• _PROBLEM_: Edit the material from its start up to and including the line with "Outlines of the sandy", replacing "sandy beach" with "sand beach" and leaving everything else unchanged. Omit the pictures from your answer.

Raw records
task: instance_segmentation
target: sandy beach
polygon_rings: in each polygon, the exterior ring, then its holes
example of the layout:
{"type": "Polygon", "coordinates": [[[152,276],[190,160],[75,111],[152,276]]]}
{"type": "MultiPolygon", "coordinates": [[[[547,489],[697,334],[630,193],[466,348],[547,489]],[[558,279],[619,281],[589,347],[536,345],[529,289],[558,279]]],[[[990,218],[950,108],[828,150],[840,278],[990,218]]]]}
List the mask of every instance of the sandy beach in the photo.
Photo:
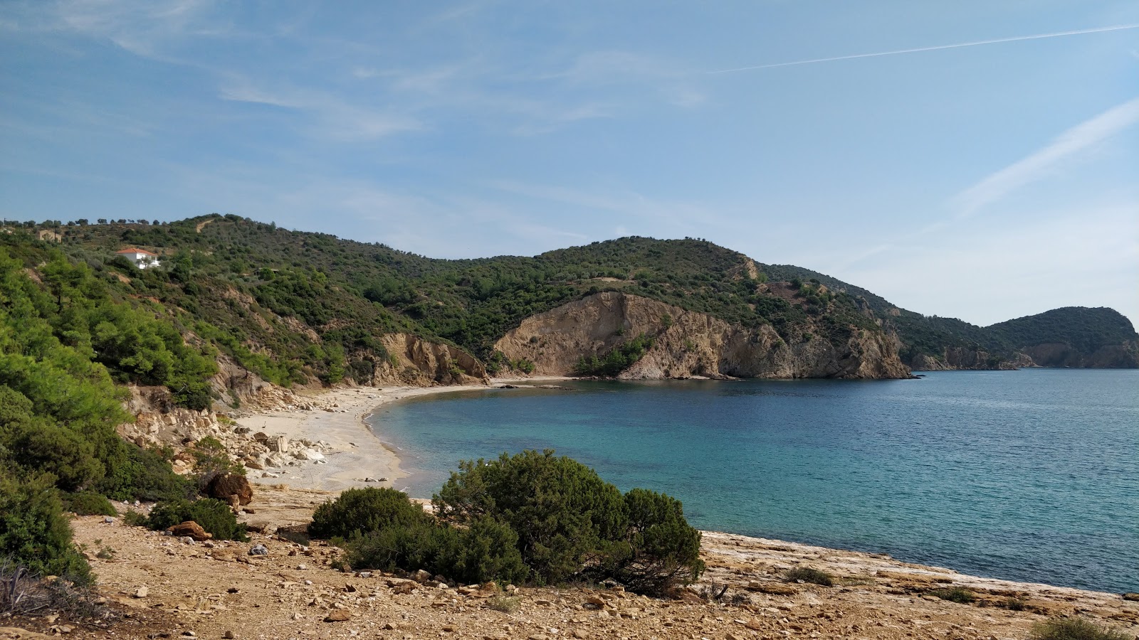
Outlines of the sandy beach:
{"type": "MultiPolygon", "coordinates": [[[[290,441],[308,440],[327,443],[322,460],[297,460],[280,469],[265,473],[252,471],[249,481],[260,484],[288,484],[292,487],[341,492],[354,486],[390,486],[402,489],[400,478],[407,473],[400,459],[384,445],[368,427],[364,419],[379,407],[398,400],[503,388],[503,385],[540,385],[567,378],[536,377],[525,379],[492,379],[490,385],[456,385],[437,387],[350,387],[297,394],[322,408],[278,409],[237,418],[238,425],[252,432],[263,432],[270,437],[284,436],[290,441]],[[371,478],[372,482],[366,482],[371,478]]],[[[421,498],[421,497],[417,497],[421,498]]]]}

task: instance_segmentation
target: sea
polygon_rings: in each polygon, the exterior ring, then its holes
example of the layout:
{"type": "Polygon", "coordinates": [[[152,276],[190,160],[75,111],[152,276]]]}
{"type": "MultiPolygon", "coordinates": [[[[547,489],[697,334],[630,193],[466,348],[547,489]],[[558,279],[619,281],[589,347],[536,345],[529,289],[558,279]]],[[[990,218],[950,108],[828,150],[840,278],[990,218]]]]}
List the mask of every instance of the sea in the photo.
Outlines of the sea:
{"type": "Polygon", "coordinates": [[[554,449],[705,531],[1139,591],[1139,370],[911,380],[558,383],[369,418],[429,498],[466,459],[554,449]]]}

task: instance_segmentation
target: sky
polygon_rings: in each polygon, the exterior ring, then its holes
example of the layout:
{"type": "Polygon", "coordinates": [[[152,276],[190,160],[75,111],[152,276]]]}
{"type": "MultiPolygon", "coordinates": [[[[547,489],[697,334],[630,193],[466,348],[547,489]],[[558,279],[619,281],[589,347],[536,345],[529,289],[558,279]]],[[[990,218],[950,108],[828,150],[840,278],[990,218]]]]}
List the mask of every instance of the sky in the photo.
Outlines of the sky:
{"type": "Polygon", "coordinates": [[[1139,325],[1139,2],[0,1],[0,216],[212,212],[1139,325]]]}

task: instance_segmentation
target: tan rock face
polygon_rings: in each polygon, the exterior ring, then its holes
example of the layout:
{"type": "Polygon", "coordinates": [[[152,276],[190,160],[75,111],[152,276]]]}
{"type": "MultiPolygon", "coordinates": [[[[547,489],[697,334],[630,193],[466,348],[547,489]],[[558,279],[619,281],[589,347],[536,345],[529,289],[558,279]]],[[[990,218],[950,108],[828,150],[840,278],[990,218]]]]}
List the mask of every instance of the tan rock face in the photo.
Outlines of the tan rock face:
{"type": "Polygon", "coordinates": [[[380,343],[399,366],[385,366],[378,378],[387,384],[469,385],[486,379],[486,369],[469,353],[411,334],[388,334],[380,343]]]}
{"type": "Polygon", "coordinates": [[[605,354],[639,334],[653,348],[621,375],[629,379],[907,378],[894,340],[853,330],[842,345],[814,338],[787,344],[769,326],[757,329],[618,292],[596,294],[527,318],[498,343],[510,359],[534,362],[534,374],[573,372],[581,356],[605,354]]]}

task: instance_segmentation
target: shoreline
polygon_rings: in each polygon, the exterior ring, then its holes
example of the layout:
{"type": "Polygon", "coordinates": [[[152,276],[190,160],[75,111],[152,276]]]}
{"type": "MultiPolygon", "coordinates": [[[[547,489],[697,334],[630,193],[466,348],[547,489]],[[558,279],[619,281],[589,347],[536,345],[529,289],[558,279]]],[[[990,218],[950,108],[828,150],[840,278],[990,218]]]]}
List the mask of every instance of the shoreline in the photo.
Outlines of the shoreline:
{"type": "Polygon", "coordinates": [[[409,397],[570,379],[564,376],[492,378],[487,385],[344,387],[298,393],[305,400],[319,399],[328,409],[278,408],[236,418],[236,421],[271,437],[327,443],[323,458],[296,461],[264,471],[251,470],[248,479],[261,485],[288,484],[295,489],[331,493],[361,486],[396,489],[396,481],[409,474],[400,467],[399,453],[383,442],[367,422],[380,407],[409,397]],[[371,482],[366,482],[366,478],[371,482]]]}
{"type": "MultiPolygon", "coordinates": [[[[310,514],[306,517],[311,517],[311,509],[316,504],[346,489],[366,486],[399,489],[398,481],[408,477],[409,474],[400,467],[401,460],[398,451],[383,442],[367,422],[367,419],[385,404],[443,393],[513,388],[508,385],[540,388],[540,385],[543,384],[574,379],[576,378],[565,376],[492,378],[490,384],[477,385],[346,387],[301,393],[297,395],[306,400],[319,399],[326,405],[330,403],[334,410],[329,412],[326,409],[273,409],[238,418],[237,422],[253,430],[264,430],[272,436],[323,441],[330,445],[330,450],[326,451],[323,460],[298,462],[295,467],[286,467],[281,473],[273,474],[274,477],[254,477],[261,474],[251,470],[249,482],[263,489],[285,489],[311,494],[310,498],[313,500],[309,502],[310,506],[308,509],[302,508],[310,514]],[[363,478],[374,478],[374,482],[364,482],[363,478]],[[320,500],[316,500],[317,498],[320,500]]],[[[415,497],[412,499],[421,500],[415,497]]],[[[739,551],[746,549],[749,551],[746,555],[751,556],[749,561],[753,563],[756,561],[757,557],[765,557],[771,561],[778,559],[784,563],[794,558],[797,561],[827,566],[827,568],[837,569],[838,573],[862,573],[869,569],[869,574],[874,575],[877,571],[888,571],[895,574],[908,574],[910,580],[952,582],[957,585],[981,590],[1011,589],[1023,591],[1030,597],[1071,598],[1096,594],[1099,605],[1105,604],[1103,600],[1105,597],[1108,600],[1120,597],[1109,591],[975,576],[959,573],[952,568],[909,563],[888,555],[854,549],[820,547],[731,532],[702,531],[702,534],[704,535],[702,543],[704,551],[720,556],[721,561],[728,561],[728,564],[739,551]]],[[[734,582],[729,575],[721,575],[719,579],[726,583],[734,582]]]]}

• _EXERCISE RESPONSE_:
task: instance_segmentation
target: sand beach
polygon_rings: in each polygon, the exterior ring, then its holes
example of the layout:
{"type": "Polygon", "coordinates": [[[152,276],[190,160],[75,111],[152,276]]]}
{"type": "MultiPolygon", "coordinates": [[[[547,489],[697,334],[630,193],[466,348],[547,489]],[[558,279],[619,281],[589,347],[536,345],[529,289],[558,279]]],[[[990,218],[950,108],[828,150],[840,278],[990,218]]]]}
List the mask of every instance of the sand beach in the photo.
Photo:
Outlines of the sand beach:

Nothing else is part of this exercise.